Quote the listing below in its entirety.

# Given records
▬▬▬
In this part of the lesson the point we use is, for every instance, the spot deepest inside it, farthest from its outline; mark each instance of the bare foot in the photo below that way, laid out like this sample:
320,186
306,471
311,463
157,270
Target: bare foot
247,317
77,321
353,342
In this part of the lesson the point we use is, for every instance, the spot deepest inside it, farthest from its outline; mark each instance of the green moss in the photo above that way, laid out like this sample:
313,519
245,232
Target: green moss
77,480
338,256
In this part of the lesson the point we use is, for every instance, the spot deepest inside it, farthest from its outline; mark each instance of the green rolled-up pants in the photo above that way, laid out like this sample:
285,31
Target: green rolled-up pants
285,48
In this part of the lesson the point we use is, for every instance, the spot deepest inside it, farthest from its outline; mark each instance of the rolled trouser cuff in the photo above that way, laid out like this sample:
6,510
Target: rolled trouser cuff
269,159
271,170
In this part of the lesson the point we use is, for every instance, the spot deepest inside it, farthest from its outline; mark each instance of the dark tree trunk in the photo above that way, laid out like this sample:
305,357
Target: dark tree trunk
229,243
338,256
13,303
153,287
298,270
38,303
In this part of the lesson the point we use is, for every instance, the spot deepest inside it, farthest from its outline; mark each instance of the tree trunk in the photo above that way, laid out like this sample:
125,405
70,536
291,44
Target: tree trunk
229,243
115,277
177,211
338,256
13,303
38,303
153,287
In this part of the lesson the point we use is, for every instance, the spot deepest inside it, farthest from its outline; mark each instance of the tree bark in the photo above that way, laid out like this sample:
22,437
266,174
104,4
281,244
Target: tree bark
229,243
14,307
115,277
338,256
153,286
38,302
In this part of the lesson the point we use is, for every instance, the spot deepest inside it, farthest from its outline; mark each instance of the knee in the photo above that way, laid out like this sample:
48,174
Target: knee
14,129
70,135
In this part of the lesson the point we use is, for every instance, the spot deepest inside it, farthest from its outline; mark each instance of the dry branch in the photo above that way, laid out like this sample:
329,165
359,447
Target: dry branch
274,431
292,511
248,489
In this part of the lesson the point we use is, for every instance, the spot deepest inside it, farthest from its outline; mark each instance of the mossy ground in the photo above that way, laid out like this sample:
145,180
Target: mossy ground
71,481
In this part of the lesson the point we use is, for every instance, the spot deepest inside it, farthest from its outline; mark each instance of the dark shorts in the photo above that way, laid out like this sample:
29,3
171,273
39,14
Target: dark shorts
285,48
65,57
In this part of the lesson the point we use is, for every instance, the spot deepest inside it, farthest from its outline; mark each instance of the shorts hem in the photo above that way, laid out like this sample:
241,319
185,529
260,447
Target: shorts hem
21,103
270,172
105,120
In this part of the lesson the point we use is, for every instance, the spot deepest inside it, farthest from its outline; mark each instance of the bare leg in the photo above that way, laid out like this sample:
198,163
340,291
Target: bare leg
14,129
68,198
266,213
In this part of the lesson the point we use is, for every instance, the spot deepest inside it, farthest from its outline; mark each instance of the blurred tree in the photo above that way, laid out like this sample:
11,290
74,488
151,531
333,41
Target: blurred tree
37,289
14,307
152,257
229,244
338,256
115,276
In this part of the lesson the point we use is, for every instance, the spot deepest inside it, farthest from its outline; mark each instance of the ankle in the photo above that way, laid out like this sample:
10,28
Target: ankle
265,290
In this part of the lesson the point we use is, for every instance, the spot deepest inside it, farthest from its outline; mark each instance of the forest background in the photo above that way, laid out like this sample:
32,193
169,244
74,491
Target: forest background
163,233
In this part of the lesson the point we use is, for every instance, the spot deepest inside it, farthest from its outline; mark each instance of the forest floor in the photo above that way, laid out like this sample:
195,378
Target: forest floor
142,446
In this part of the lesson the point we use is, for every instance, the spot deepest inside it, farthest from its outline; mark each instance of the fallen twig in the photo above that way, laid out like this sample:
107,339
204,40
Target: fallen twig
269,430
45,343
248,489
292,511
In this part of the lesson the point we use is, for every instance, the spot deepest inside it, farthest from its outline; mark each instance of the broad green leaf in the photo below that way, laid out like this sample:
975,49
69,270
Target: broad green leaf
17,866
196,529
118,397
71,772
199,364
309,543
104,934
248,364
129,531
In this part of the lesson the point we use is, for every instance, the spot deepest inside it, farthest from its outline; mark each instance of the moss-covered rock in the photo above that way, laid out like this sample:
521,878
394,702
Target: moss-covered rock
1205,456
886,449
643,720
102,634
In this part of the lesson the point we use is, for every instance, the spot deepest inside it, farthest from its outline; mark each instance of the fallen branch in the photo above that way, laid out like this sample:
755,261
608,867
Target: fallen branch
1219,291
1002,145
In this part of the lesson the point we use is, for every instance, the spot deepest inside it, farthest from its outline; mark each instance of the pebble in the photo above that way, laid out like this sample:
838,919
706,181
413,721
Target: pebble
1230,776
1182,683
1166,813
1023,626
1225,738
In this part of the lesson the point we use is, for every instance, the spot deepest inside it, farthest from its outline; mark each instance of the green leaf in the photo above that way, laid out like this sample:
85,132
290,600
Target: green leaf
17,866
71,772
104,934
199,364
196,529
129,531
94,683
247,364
▬▬▬
# Result of this task
In this part of the lesson the point we use is, for every instance, the spot deepest inside it, farthest from its outline; mark each instance of the bare foot in the photo below that way, laid out like this sample:
320,186
306,471
311,463
157,270
Target: bare foot
247,317
77,321
353,342
In this part of the lesson the point we use is, for every instance, the spot deepest inside it, farthest from its outline; mark each instance of the green moss in the photo above that way, laid out like this sample:
313,519
245,232
Target: green moss
77,480
338,256
In this part of the lesson the point we use is, for every instance, the spot deepest inside it, farthest from its outline; mark each instance of the green rolled-up pants in the photo above that way, laid out like this sample:
285,31
Target: green rolled-up pants
285,48
In this part of the lesson the point we use is, for every instance, the spot deepest inside it, farthest from its outline; mark each instance of the rolled trouser cuff in the photo above that way, laid out like this sample:
6,510
Target: rolled trouser cuff
269,159
271,170
In this part of the lesson the point we use is, for every instance, the spot deepest inside it, farthest from its outline; mark each instance of the dark tree trunk in the photo above that way, laid out like this sample:
305,357
Target: dark tree trunk
229,243
338,256
13,303
153,287
298,270
38,303
In this part of the lesson the point we use is, for every instance, the spot deepest inside it, farthest from its outline; mark each instance of the tree trunk in the photo above that way, laid out like this sample:
125,405
70,536
291,44
Target: tree trunk
229,243
115,277
177,211
338,256
13,303
38,303
153,287
In this part of the lesson the point we use is, for every instance, the spot deepest inside it, farthest from its outline; mark each instance of the tree bark in the photo above that way, laid out like this sample:
22,437
266,174
104,4
281,244
Target: tree bark
229,243
14,307
115,277
338,256
153,286
38,302
In this part of the lesson the point we use is, for every instance, the spot deepest inside it, farthest from its outline; mark each instance of the knee in the photo above that way, laid out like this sample:
48,174
Target: knee
14,129
70,135
In this part of the lesson the point we use is, for every instance, the spot deepest inside it, farthest from its outline; mark each instance of the dry branch in the photo above that way, laid out like this sample:
329,165
359,447
Target: dry branch
274,431
292,511
248,489
In this part of the lesson the point we use is, for every instance, the spot deepest inside it, farthest from its outline; mark each instance of the mossy ground in the photo above that way, laid out like this sample:
145,180
Target: mossy ground
71,481
In this part of the lesson the point we use is, for every instance, the spot deepest inside it, farthest from its outline; mark each instance of the dark shorts in the photo above that way, laid out like this sample:
29,3
171,273
39,14
Target: dark shorts
285,48
65,57
In this part of the lesson the point we use is, for every instance, the spot deepest inside it, farthest from its outline; mark each instance of the shorts hem in the photo above that way, laid out like this sample:
241,319
185,529
260,447
Target: shorts hem
21,103
270,172
105,120
In this part of the lesson the point we use is, for every instance, the spot deepest inside it, farthest from its outline; mark each instance of the bare leg in the photo above that way, laid out like this sample:
198,163
340,291
Target: bare leg
14,129
68,198
266,213
In this part of the lesson the point we use is, for every instance, the spot deepest inside it, farthest from its outline; mark each instance of the blurred tree in the photo above that way, laid out like this sample:
11,290
74,488
151,531
333,41
Target: blurred tree
37,289
14,307
152,257
229,244
338,256
115,276
In this part of the lesson the point we use is, for every instance, the spot deepest inside it, farthest from its outline; mark each instance of the ankle in the photo above that way, laid out like this sample:
10,28
Target: ankle
265,290
In this part of the lesson the point we use is, for every instance, the spot deepest inside it, farthest from its outline; mark each instance of the forest background in the photo above that way, laid out like this sample:
32,193
169,244
74,491
Target: forest background
163,233
In this part of the lesson the point we use is, for every instance, the spot deepest inside it, farthest from its outline; mark each instance of the forest floor in the photo above that way, laid out like this sample:
195,378
Target: forest floor
142,446
In this part of the lesson the point we use is, for every instance, the spot deepest inside it, farthest from its outline; mark each instance of the fallen twig in the photo above that way, laid out like this sample:
107,339
204,40
Target: fallen twig
269,430
45,343
248,489
292,511
In this part of the lesson the point we use is, for every instance, the spot deepest inside it, farthest from its outline; mark each instance of the broad green leaf in the photo below that way, laid out like this sample:
975,49
69,270
Target: broad green leaf
17,866
196,529
118,397
71,772
199,364
309,543
104,934
248,364
129,531
In this part of the lesson the point we use is, for every instance, the spot deepest inside it, farthest from its outline; mark each instance of the moss-covered rock in the photo above that way, laid out like this sample:
521,878
394,702
Target: moss-covered rock
1205,456
886,449
643,720
102,634
In this part of the lesson the point we use is, for every instance, the spot deepest inside it, farthest from its outline; mark each instance of the fallen branch in the photo above that way, laid out like this sample:
755,261
608,867
Target: fallen branch
1219,291
1002,145
In this part of the lesson the point we use is, for every instance, the spot deepest inside it, farthest from its outline; mark each instance of the pebble in the photo above that way, laid out like this sample:
838,919
706,181
413,721
Target: pebble
1230,776
1182,683
1166,813
1023,626
1225,738
In this part of the lesson the point we use is, for every instance, the spot deepest inside it, farthest from its outline; mark each instance of the green leaf in the photo above that way, laid out like this sample:
85,132
290,600
Target: green leaf
17,866
71,772
104,934
199,364
196,529
129,531
94,683
247,364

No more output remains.